- [TESTO DI PARTENZA]:
Ma non basta. Stando a dati rilevati dalla National Association of Realtors e da Fannie Mae, a livello nazionale il prezzo di vendita medio per case già esistenti è salito del 16,2% nel primo trimestre di quest’anno a 319.200 dollari, un record assoluto dal 1989, anno di inizio del tracciamento della serie storica. Di fatto, l’apprezzamento delle valutazioni è stato così rapido da aver pressoché annullato del tutto l’effetto positivo dei tassi ultra-bassi sui mutui per i compratori della classe media e medio-bassa. E a confermare una frattura in atto, l’ampliarsi silenzioso di una faglia in seno al granitico ottimismo pandemico da Qe ci pensa quest’altro grafico,

Stag6

Fonte: Bloomberg
il quale mostra come il 13 maggio i timori di inflazione abbiano sostanziato il peggior outflow di capitali intraday dall’iShares iBoxx High Yield Corporate Bond (HYG) di BlackRock, il più grande ETF su debito junk: qualcosa come 1,2 miliardi di dollari, capaci di portare il totale del controvalore in fuga dal reddito fisso più rischioso da inizio anno a 5,6 miliardi di dollari.

Insomma, se la saggezza di mercato in condizioni simili invita a continuare a ballare, avvicinandosi però - senza dare nell’occhio - verso l’uscita di sicurezza, oggi si può tranquillamente dire che quelle porte adornate da maniglioni antipanico stanno diventando l’angolo più ambito della sala. Tutti volteggiano, così da non destare sospetto ma il passo si fa sempre più svelto. E i risultati inanellati nella settimana appena conclusa uniti alla quantomeno sgraziata e plateale inversione di tendenza di Elon Musk su Bitcoin, paiono confermare come sia proprio il comparto tech il canarino nella miniera che potrebbe - con i suoi colpi di tosse sempre più strozzati - dare il via all’esodo di massa.

- [MATERIALE FORNITO]:
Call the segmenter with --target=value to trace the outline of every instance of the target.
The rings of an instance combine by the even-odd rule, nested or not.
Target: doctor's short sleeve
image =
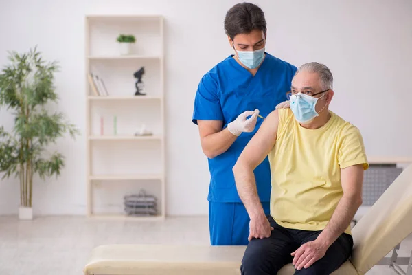
[[[350,125],[342,134],[338,162],[341,168],[363,164],[363,170],[369,168],[363,139],[358,128]]]
[[[203,76],[196,93],[192,121],[197,124],[198,120],[223,120],[218,96],[218,83],[211,73]]]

- [CONSEGNA]: Prosegui il testo sui mercati finanziari e sui timori di inflazione, riprendendo subito dopo la sua ultima frase.

- [RISPOSTA ALL'ESERCIZIO]:
Perché se finora l’inflazione è stata tenuta sotto controllo a livello di percezione generale, oggi il rischio di una stagflazione che venga alimentata da nuove chiusure per Covid o per liabilities sulle catene produttive (scarsità di microchip) difficilmente potrà essere relegato a fenomeno anch’esso transitorio. Non a caso, nel suo ultimo report, il capo economista di Bank of America, Michael Hartnett, parla chiaramente di stagflazione come scenario più probabile per il secondo semestre di quest’anno, segnalando come potenziale detonatore il combinato di picco di consumi negli Usa e rendimenti obbligazionari in aumento e fissando lo yield previsto per il Treasury a 5 anni sopra l’1% e quello del Bund decennale di nuovo sopra lo 0%.

E in quanto alle opinioni pubbliche, quanto ci vorrà prima che quella divaricazione netta già presente fra le componenti del mercato immobiliare Usa pervada tutti gli strati delle società avanzate? Tutto dipende, chiaramente, dai tempi e dalla gradualità di uscita dai regimi emergenziali, sia a livello di compensazione salariale che di tutela occupazionale: a quel punto, la perdita reale di potere d’acquisto e di reddito opererà come una doccia fredda. Viene in mente l’aforisma attribuito a Upton Sinclair, a detta del quale è difficile far capire qualcosa a un uomo, quando il suo stipendio dipende proprio dal fatto di non capirlo.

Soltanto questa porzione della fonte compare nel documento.